INSTRUCTION -
Output each entry that follows exactly. Images stay out.

THE RECORDS -
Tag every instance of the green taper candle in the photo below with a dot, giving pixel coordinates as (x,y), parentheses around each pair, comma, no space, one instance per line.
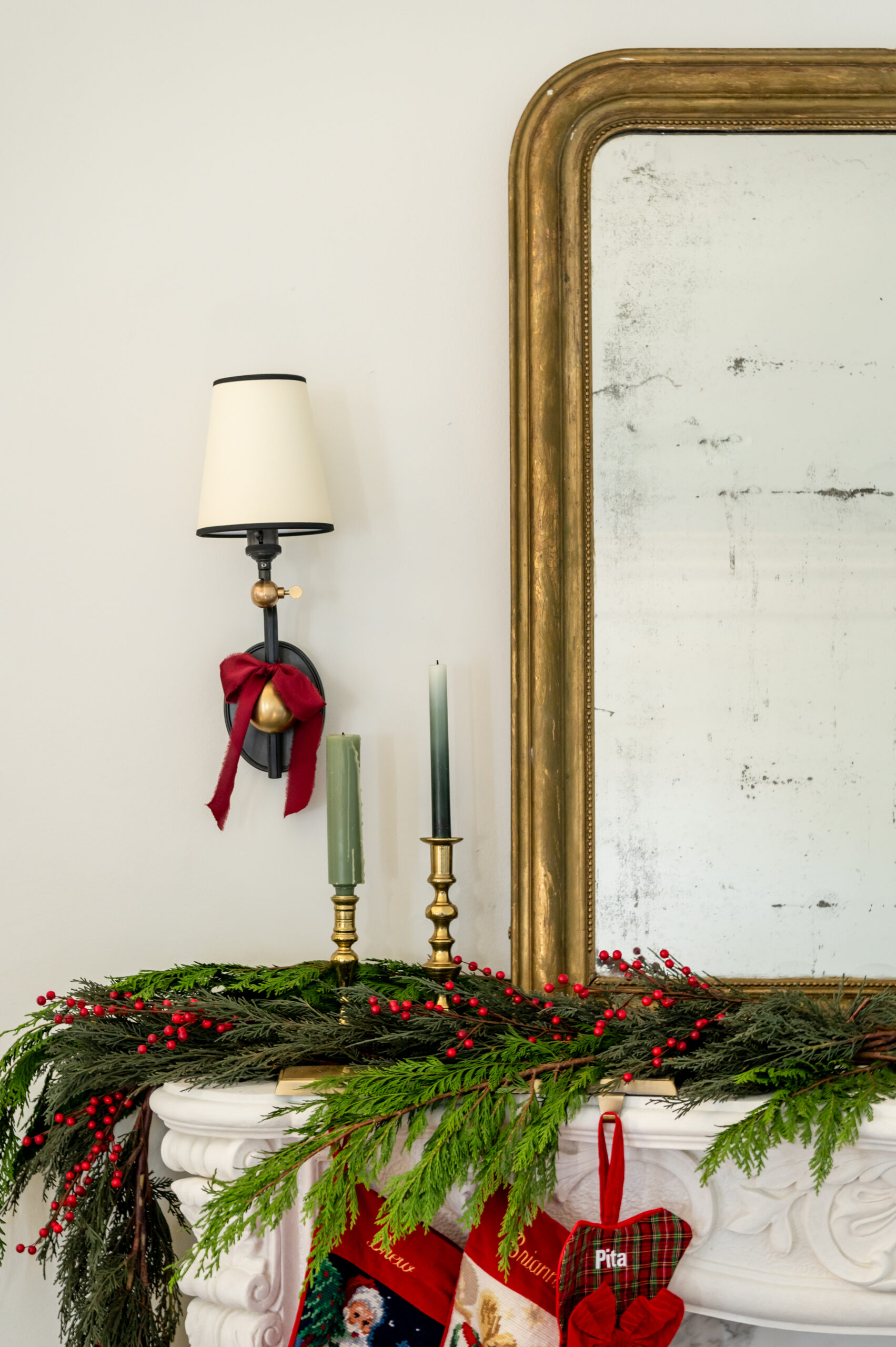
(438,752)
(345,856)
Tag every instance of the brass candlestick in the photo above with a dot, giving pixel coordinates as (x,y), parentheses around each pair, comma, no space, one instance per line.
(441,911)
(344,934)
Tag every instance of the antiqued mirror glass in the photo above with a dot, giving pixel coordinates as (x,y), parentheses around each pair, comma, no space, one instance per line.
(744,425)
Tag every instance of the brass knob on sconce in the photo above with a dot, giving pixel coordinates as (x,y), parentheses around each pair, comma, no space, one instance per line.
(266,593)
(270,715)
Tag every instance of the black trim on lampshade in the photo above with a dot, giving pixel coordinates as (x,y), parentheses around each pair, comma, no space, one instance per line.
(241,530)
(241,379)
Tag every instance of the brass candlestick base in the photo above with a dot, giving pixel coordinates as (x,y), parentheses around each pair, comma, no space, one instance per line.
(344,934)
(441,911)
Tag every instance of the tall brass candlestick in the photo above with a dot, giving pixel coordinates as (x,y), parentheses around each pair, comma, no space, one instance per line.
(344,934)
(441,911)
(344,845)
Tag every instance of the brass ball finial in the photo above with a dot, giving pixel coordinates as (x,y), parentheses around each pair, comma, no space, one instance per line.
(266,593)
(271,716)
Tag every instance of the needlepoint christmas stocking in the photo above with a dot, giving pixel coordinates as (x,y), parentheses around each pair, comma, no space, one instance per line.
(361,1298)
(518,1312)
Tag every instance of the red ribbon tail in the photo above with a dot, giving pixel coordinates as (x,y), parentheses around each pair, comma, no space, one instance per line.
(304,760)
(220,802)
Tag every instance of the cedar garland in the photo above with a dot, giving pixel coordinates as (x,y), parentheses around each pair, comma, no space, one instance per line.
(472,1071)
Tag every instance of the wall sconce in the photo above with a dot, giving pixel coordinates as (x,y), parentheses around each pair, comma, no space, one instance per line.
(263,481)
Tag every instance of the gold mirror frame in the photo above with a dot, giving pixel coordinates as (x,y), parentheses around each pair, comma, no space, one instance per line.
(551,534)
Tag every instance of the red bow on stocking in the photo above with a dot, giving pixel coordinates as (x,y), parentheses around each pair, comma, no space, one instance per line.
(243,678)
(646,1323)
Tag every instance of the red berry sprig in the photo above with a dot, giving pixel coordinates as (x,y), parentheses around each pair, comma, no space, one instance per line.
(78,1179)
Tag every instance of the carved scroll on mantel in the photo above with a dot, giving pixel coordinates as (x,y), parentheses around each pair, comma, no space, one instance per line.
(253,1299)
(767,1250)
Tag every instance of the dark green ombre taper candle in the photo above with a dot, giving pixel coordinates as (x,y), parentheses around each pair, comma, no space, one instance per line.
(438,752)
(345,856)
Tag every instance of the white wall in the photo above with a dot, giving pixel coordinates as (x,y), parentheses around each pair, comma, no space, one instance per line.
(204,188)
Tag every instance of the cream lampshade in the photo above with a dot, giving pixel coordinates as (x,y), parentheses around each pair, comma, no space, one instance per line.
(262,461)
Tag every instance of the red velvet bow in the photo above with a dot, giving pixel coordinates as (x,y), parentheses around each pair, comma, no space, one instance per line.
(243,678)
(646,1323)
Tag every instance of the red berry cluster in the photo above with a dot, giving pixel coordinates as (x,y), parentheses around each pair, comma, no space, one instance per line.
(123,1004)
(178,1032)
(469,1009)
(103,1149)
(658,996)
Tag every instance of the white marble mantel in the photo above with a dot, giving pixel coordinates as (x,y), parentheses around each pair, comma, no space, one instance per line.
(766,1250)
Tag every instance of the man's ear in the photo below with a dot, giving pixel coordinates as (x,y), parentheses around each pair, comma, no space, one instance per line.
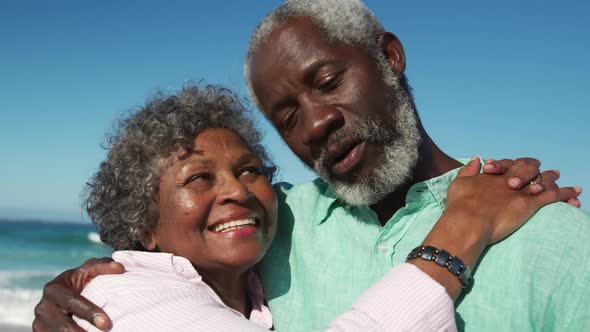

SOLUTION FOR THIS EXERCISE -
Tag every instance of the green taper candle in the photo below with a dot, giving pixel coordinates as (x,y), parentheses around each pair, comma, no space, one instance per line.
(438,752)
(345,856)
Tag every instance of the brass candlestick in the photo above with a dot, giving pixel coordinates as (x,y), parentheses around each pair, comma, no space, one instance per line.
(441,911)
(344,934)
Tag every instance of the antiqued mirror glass in the photo above with a dot, giving pixel coordinates as (x,y), parentheses around each pair, comma, no space, one instance per line.
(744,425)
Tag every instance of the brass knob on sconce in the photo above with a dot, giving pixel coordinates as (x,y), parentheses around each pair, comma, no space, one instance per line.
(266,593)
(270,715)
Tag every instance of the black trim on lampshade in the photo above with a dot, giving pixel coordinates as (x,y), parentheses around each pair, comma, no space, one instance per line.
(241,530)
(241,379)
Tag every instance of the brass candlestick base in the photo above with a dot, giving pixel coordinates as (x,y), parentheses around each pair, comma, no space, one instance per line.
(344,934)
(441,911)
Tag every instance of the tall brass candlestick in the photo above with a dot, giving pixel coordinates as (x,y), parentheses around each pair, comma, no space, one instance per line.
(344,934)
(441,911)
(344,845)
Tag every instance of the brass ball finial in the photo above with a dot, giving pixel coordinates as (x,y), parentheses around each pair, comma, no space, one instance per line.
(266,593)
(271,716)
Tag every instance of the needlepoint christmas stocking in the photo above with a dot, giving pixel coordinates as (x,y), parentheses around each pair, comma, no space, one instance per line.
(361,1298)
(518,1312)
Tag every instance of the red ribbon tail in the photo above with a dot, giving pixel coordinates as (x,y), parentheses around each pair, comma, no space, one instance per line.
(304,760)
(220,802)
Tag every instance of the cedar garland in the photo above with a dot, giving pixel coordinates as (x,y), parentheses around each pair, comma, no space, one instance per line.
(472,1071)
Tag every instance of the wall sconce in the photo above with a dot, giving pixel coordinates as (x,y), parentheses around each pair, comma, no space, one instance per line.
(263,481)
Tag every instance of the gold mirror frame in the photo above with a dot, giving pixel coordinates as (x,y), parentheses around each pair, comma, no space, one instance per line.
(551,534)
Tag every instance of the red bow on stocking in the photo above with a dot, giving pixel coordinates as (x,y), parentheses around each pair, comma, no space, one instance per line.
(243,678)
(646,1323)
Tag every instance of the red berry sprig in the photo above with a dot, giving pixel coordinates as (x,y), parentheses around each pair, comma, no space, one instance per line.
(78,1179)
Tag every instance of the carved scroll on mantel in the photo above with a dot, giving pixel coordinates as (x,y), parentheses around each pair, comma, no space, one instance per line.
(253,1299)
(767,1250)
Tag every instance of the dark green ombre taper candle in the photo above with a dot, giving pixel coordinates as (x,y), parentheses around each pair, comma, no space, one instance per line.
(438,752)
(345,856)
Tag every instance of the white wall in the photo above with a dot, giving pixel coordinates as (x,y), parentheses around each pair, comma, no space, one instance per line.
(204,188)
Tag every instance of the cream lampshade in the photo above with a dot, giving pixel coordinates as (x,y), parentheses around each pair, comma, no space, one instance per line.
(262,461)
Tag every instance of the red velvet bow in the photo above with a dot, giving pixel coordinates as (x,y), parentheses around each pair, comma, no space, one instance per line.
(243,678)
(646,1323)
Tag every instance of the red berry cluster in the photo above with a dot, giving pixel coordinates as (x,y), parentheses around each pair, comma, no space, one instance per line.
(123,1004)
(178,1032)
(469,1009)
(103,1149)
(658,996)
Tag every instance of the white marble mantel in the photo above with a dot, giving pixel coordinates as (x,y), parentheses around each pair, comma, no space, one instance per line.
(766,1250)
Tag every instance of the man's ear in the photo below with a dot, giving pixel coordinates as (x,y), parentheses around each pair, comma, no space, one instance per line.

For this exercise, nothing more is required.